▶ [Dataset rows]
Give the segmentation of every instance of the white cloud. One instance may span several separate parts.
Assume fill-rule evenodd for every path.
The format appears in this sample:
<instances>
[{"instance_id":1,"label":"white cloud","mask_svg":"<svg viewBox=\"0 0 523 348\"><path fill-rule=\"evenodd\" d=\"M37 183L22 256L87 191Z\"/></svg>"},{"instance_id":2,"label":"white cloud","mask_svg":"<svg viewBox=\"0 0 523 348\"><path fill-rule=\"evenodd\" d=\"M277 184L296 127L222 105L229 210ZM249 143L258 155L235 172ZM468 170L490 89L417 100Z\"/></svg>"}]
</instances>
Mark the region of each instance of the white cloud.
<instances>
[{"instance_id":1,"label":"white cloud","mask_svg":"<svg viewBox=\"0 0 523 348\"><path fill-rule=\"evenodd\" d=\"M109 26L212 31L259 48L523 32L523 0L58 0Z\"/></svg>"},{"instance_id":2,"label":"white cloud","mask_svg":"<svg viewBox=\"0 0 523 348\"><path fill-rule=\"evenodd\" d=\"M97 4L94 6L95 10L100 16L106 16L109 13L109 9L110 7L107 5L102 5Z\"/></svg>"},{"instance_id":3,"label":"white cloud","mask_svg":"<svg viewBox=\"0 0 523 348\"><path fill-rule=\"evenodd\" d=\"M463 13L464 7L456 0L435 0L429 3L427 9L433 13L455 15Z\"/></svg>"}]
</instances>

▶ [Task statement] Reproduce the entries above in full, replacing "segmentation" with "mask" and leaving every other character as it is.

▶ [Exercise result]
Give the mask of every instance of the white cloud. One instance may span several separate parts.
Assume fill-rule evenodd for every path.
The format appears in this sample:
<instances>
[{"instance_id":1,"label":"white cloud","mask_svg":"<svg viewBox=\"0 0 523 348\"><path fill-rule=\"evenodd\" d=\"M37 183L22 256L87 191Z\"/></svg>"},{"instance_id":2,"label":"white cloud","mask_svg":"<svg viewBox=\"0 0 523 348\"><path fill-rule=\"evenodd\" d=\"M277 184L296 127L222 105L229 210ZM249 143L258 155L235 172ZM468 170L490 89L417 100Z\"/></svg>"}]
</instances>
Mark the region of each instance of the white cloud.
<instances>
[{"instance_id":1,"label":"white cloud","mask_svg":"<svg viewBox=\"0 0 523 348\"><path fill-rule=\"evenodd\" d=\"M109 26L212 31L259 48L523 32L523 0L58 0Z\"/></svg>"},{"instance_id":2,"label":"white cloud","mask_svg":"<svg viewBox=\"0 0 523 348\"><path fill-rule=\"evenodd\" d=\"M97 4L94 6L95 10L100 16L106 16L109 13L109 9L110 7L107 5L102 5Z\"/></svg>"},{"instance_id":3,"label":"white cloud","mask_svg":"<svg viewBox=\"0 0 523 348\"><path fill-rule=\"evenodd\" d=\"M463 13L464 7L456 0L435 0L429 3L427 9L433 13L455 15Z\"/></svg>"}]
</instances>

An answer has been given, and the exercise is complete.